(Point annotations for photos)
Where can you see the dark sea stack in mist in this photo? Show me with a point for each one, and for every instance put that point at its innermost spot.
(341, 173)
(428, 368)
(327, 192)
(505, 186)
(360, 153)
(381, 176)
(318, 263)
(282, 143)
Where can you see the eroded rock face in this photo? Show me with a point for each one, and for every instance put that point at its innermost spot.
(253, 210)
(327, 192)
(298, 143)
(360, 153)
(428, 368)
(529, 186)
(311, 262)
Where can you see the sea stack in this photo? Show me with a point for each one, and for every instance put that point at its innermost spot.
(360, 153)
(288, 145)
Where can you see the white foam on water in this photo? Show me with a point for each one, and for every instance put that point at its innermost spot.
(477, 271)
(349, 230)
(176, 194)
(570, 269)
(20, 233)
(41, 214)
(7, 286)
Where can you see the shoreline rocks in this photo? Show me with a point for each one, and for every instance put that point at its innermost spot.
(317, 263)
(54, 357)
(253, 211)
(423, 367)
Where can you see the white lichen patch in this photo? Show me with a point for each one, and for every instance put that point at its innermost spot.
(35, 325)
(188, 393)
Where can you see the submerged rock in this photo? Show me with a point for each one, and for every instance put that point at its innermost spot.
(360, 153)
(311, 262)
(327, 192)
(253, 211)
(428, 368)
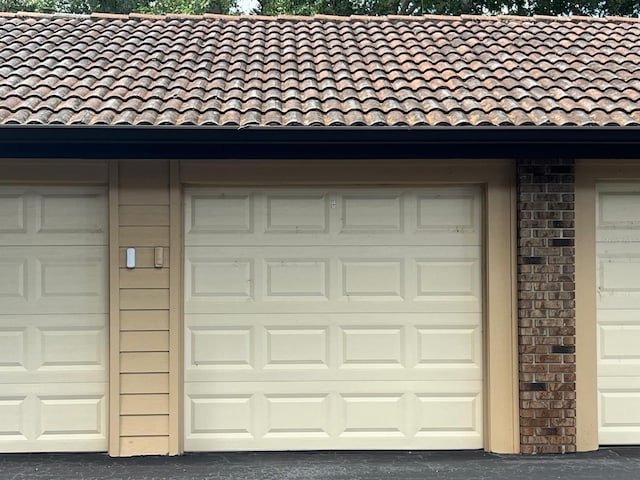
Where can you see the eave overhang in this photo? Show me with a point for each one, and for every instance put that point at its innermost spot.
(213, 142)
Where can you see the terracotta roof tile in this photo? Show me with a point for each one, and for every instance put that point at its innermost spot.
(323, 70)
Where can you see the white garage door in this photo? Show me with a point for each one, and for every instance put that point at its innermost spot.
(338, 318)
(53, 317)
(618, 287)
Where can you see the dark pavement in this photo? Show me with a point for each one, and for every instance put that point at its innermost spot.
(606, 464)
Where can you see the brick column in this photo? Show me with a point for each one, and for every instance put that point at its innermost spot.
(546, 306)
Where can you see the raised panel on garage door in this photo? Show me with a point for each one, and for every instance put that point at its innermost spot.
(53, 319)
(618, 314)
(337, 318)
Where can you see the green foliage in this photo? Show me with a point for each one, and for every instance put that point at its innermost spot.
(337, 7)
(450, 7)
(195, 7)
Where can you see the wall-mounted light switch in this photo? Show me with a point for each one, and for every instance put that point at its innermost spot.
(158, 254)
(131, 258)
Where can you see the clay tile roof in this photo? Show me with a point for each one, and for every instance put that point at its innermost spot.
(323, 71)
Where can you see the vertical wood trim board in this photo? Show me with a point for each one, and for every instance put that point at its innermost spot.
(143, 295)
(114, 313)
(175, 312)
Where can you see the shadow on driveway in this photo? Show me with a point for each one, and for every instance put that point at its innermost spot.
(606, 464)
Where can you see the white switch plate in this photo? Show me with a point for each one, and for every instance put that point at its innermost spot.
(131, 258)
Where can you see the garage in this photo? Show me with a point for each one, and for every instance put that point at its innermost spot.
(53, 318)
(333, 318)
(618, 312)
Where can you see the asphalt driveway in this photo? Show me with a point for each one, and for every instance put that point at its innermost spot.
(607, 464)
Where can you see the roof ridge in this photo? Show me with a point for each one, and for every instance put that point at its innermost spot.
(330, 18)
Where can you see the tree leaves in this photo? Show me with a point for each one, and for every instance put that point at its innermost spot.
(194, 7)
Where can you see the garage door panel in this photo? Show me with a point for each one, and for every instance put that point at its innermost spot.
(441, 216)
(333, 318)
(53, 319)
(56, 348)
(53, 216)
(53, 280)
(339, 346)
(280, 278)
(617, 213)
(39, 418)
(337, 415)
(618, 302)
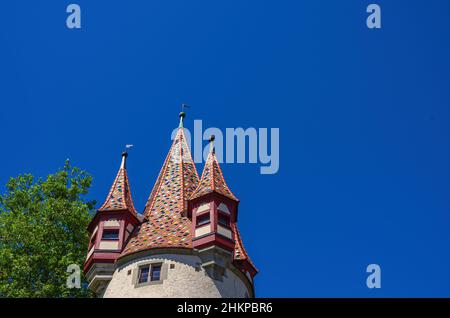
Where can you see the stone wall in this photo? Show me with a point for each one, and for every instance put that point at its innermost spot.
(184, 277)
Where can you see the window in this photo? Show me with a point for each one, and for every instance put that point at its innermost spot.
(149, 273)
(143, 274)
(156, 273)
(203, 219)
(223, 219)
(110, 235)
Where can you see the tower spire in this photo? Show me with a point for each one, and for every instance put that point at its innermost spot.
(119, 196)
(212, 179)
(166, 224)
(211, 144)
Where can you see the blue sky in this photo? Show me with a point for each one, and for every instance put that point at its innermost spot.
(363, 116)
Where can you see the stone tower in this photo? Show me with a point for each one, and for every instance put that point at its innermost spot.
(185, 244)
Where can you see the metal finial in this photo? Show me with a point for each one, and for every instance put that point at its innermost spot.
(211, 143)
(124, 159)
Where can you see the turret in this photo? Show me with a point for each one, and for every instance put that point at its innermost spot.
(110, 230)
(213, 209)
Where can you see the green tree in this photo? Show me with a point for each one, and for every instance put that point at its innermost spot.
(43, 229)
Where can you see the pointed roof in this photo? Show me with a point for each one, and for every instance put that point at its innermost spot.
(165, 224)
(240, 254)
(119, 196)
(212, 178)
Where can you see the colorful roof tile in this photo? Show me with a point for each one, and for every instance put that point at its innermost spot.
(165, 224)
(119, 197)
(212, 178)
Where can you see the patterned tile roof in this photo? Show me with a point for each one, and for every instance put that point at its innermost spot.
(240, 254)
(119, 196)
(164, 224)
(212, 179)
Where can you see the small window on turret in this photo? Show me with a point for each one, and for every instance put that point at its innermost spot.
(224, 220)
(203, 219)
(149, 274)
(110, 235)
(143, 274)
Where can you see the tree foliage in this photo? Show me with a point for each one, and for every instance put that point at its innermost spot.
(43, 229)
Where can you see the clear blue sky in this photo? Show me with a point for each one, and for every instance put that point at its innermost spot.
(363, 116)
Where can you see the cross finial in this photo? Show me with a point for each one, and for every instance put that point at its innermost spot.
(183, 114)
(211, 144)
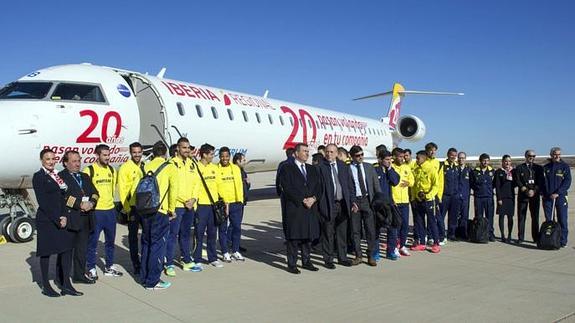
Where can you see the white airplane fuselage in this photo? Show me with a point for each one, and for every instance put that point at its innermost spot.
(136, 107)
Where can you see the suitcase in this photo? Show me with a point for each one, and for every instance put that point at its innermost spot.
(550, 233)
(479, 230)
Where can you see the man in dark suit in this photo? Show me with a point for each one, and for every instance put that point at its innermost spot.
(335, 206)
(366, 185)
(79, 199)
(529, 180)
(289, 159)
(301, 188)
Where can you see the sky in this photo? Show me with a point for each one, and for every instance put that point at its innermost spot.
(515, 60)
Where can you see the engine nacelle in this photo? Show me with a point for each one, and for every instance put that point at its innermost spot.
(410, 128)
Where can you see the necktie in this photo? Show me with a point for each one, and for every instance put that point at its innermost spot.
(337, 184)
(360, 179)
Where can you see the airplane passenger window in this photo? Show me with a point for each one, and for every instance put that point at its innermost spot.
(181, 108)
(78, 92)
(25, 90)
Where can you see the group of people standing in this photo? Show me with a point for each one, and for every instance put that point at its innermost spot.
(340, 199)
(75, 206)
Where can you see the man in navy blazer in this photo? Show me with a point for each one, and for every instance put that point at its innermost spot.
(79, 199)
(335, 206)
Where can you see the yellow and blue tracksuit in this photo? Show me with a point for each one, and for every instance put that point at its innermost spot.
(400, 196)
(205, 212)
(232, 192)
(448, 200)
(104, 179)
(426, 181)
(181, 226)
(557, 181)
(482, 185)
(155, 228)
(463, 191)
(129, 175)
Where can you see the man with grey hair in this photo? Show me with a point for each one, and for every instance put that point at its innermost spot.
(529, 181)
(555, 188)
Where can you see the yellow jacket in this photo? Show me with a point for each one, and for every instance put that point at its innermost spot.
(232, 190)
(187, 179)
(213, 179)
(104, 180)
(129, 175)
(401, 194)
(440, 183)
(425, 181)
(167, 182)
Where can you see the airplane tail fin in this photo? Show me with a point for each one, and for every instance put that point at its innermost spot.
(397, 93)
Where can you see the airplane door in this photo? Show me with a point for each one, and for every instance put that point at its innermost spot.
(153, 117)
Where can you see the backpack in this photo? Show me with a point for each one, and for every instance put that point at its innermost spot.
(148, 193)
(479, 230)
(550, 233)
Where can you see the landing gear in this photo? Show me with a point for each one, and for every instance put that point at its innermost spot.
(18, 224)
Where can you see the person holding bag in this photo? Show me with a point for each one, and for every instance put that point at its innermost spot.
(210, 209)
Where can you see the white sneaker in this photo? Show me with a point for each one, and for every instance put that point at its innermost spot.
(227, 257)
(404, 252)
(217, 264)
(238, 256)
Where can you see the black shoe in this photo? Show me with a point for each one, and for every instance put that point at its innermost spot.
(50, 292)
(329, 265)
(83, 280)
(309, 266)
(71, 291)
(345, 263)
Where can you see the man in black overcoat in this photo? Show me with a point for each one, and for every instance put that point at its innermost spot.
(335, 206)
(301, 188)
(79, 200)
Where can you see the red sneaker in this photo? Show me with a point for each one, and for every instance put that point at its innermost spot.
(417, 247)
(435, 248)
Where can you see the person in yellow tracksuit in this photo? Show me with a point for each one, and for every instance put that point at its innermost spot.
(155, 227)
(129, 175)
(181, 225)
(103, 177)
(425, 192)
(205, 212)
(400, 196)
(431, 151)
(232, 192)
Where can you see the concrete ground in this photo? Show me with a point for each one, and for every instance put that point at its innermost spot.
(464, 283)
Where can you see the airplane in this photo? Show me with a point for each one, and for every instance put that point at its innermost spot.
(77, 106)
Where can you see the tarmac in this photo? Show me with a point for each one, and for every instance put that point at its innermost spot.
(466, 282)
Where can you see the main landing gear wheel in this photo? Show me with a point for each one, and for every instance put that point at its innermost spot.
(21, 230)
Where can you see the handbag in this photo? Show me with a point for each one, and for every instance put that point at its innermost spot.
(219, 207)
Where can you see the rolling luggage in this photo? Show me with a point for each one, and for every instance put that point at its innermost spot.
(550, 233)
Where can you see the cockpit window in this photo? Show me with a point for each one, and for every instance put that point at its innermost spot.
(78, 92)
(25, 90)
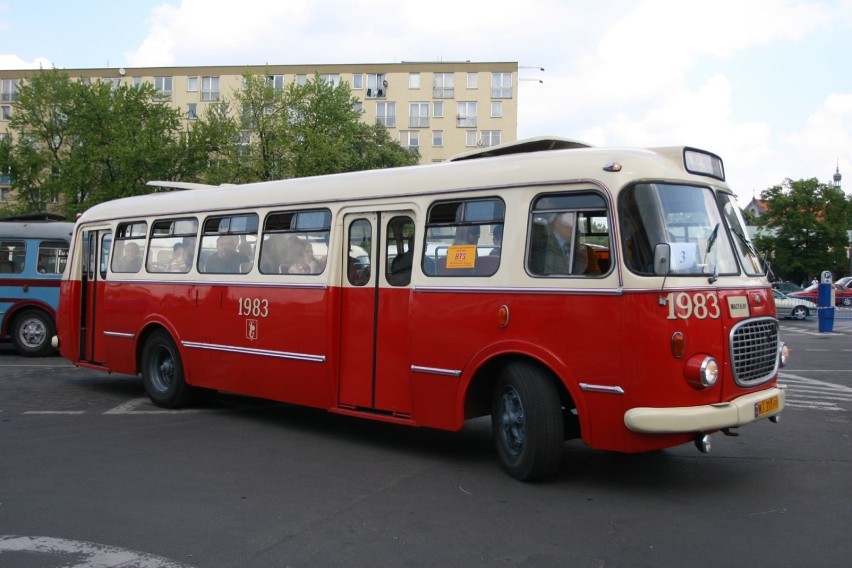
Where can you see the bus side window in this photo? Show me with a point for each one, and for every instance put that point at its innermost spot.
(400, 251)
(569, 235)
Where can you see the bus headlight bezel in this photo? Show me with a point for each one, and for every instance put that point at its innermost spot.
(702, 371)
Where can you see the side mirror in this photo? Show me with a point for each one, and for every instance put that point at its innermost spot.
(662, 259)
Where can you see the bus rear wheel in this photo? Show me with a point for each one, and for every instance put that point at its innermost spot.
(162, 372)
(32, 332)
(527, 423)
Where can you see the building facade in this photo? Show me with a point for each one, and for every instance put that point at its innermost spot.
(440, 108)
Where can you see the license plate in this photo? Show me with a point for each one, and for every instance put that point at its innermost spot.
(764, 407)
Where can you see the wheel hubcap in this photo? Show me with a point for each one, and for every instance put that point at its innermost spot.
(164, 370)
(512, 424)
(32, 333)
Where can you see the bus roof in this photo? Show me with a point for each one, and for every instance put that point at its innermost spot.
(36, 230)
(507, 169)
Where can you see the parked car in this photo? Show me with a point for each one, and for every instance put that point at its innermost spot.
(789, 307)
(786, 287)
(842, 295)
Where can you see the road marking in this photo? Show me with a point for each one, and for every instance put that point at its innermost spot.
(55, 412)
(130, 407)
(803, 392)
(80, 554)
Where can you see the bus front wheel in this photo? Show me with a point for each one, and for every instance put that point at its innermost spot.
(527, 423)
(32, 332)
(162, 372)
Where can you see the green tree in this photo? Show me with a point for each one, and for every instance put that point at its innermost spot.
(82, 143)
(804, 229)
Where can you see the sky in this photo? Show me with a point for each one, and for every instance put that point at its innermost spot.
(766, 84)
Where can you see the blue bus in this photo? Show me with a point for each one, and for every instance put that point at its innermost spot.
(33, 255)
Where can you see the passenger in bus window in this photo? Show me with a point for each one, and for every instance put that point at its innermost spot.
(301, 257)
(178, 261)
(562, 245)
(131, 260)
(273, 254)
(497, 239)
(466, 235)
(227, 259)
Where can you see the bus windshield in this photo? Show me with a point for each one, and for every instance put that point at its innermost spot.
(684, 217)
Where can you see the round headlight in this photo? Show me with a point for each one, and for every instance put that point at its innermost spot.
(702, 371)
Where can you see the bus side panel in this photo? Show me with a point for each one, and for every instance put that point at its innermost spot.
(68, 319)
(258, 341)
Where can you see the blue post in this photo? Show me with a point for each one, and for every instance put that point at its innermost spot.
(825, 306)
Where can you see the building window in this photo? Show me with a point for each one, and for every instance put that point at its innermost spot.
(466, 114)
(244, 143)
(275, 81)
(210, 88)
(386, 114)
(409, 138)
(164, 87)
(489, 138)
(443, 86)
(8, 90)
(501, 85)
(377, 85)
(418, 115)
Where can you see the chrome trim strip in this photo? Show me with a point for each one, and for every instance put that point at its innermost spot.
(435, 371)
(119, 334)
(250, 351)
(237, 284)
(601, 388)
(522, 290)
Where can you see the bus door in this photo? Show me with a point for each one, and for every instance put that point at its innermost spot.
(376, 291)
(96, 247)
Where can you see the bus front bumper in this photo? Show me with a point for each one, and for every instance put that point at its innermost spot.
(743, 410)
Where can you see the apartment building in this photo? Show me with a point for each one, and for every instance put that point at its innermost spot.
(440, 108)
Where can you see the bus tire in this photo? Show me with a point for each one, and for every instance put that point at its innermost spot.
(527, 422)
(32, 331)
(162, 372)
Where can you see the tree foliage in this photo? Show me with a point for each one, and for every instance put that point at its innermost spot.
(81, 144)
(804, 229)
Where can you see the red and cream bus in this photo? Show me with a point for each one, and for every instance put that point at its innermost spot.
(569, 291)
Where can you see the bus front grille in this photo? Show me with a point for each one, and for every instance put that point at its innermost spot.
(754, 351)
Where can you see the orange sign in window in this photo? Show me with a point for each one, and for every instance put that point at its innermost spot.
(461, 256)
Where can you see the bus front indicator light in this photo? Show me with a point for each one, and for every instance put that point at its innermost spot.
(503, 316)
(783, 354)
(702, 371)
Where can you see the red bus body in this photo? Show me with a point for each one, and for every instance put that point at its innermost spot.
(623, 349)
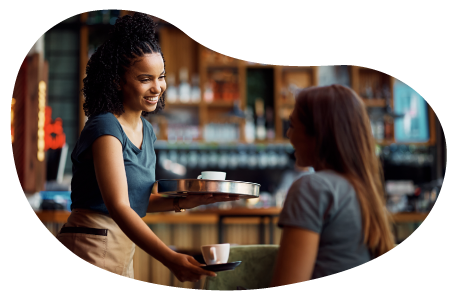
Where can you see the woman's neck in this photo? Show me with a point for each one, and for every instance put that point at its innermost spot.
(129, 118)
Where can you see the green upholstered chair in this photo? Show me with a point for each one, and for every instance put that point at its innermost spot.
(253, 274)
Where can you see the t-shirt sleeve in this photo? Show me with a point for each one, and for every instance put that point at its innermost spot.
(307, 204)
(104, 124)
(154, 137)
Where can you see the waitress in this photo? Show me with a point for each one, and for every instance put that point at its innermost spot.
(114, 168)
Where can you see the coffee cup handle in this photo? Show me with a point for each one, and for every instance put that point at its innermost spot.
(212, 251)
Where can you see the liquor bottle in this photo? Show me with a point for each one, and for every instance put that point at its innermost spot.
(260, 122)
(270, 124)
(184, 86)
(195, 92)
(249, 127)
(172, 91)
(209, 93)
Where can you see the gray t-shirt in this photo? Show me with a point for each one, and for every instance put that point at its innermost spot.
(326, 203)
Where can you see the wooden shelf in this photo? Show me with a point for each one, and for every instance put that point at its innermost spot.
(181, 104)
(220, 103)
(385, 142)
(233, 65)
(374, 102)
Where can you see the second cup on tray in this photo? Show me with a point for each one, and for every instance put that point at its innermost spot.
(212, 175)
(216, 254)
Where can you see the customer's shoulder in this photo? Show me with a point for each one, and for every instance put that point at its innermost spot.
(322, 179)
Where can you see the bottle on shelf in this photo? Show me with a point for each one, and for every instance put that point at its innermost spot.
(195, 91)
(389, 128)
(172, 92)
(270, 124)
(209, 93)
(249, 127)
(260, 126)
(184, 86)
(105, 16)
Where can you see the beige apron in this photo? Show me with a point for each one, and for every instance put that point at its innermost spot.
(94, 261)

GIVEN PROBLEM: Using the material above, extract the line that contains "Where can you see the second" and every line after it, exactly as given; stop at the last line.

IN RESPONSE:
Where can you see the second cup on tray in this photo? Show me with a point for each one, and for every instance put that point at its innermost spot.
(212, 175)
(216, 254)
Where can you see the customer's shoulder in this photo? Show me with a point for each one, and for every instance put that point at its innermost spot.
(322, 179)
Where can you see the bottle on shelf in this photo? Show me with a point for each one, and for every instance put that point at its innermost spot.
(195, 91)
(389, 128)
(172, 92)
(270, 124)
(209, 93)
(249, 127)
(260, 126)
(184, 86)
(105, 16)
Where can you see the beige apron in this photo? Show me with a point for each one, and for every instance put that point at its innermost spot.
(94, 261)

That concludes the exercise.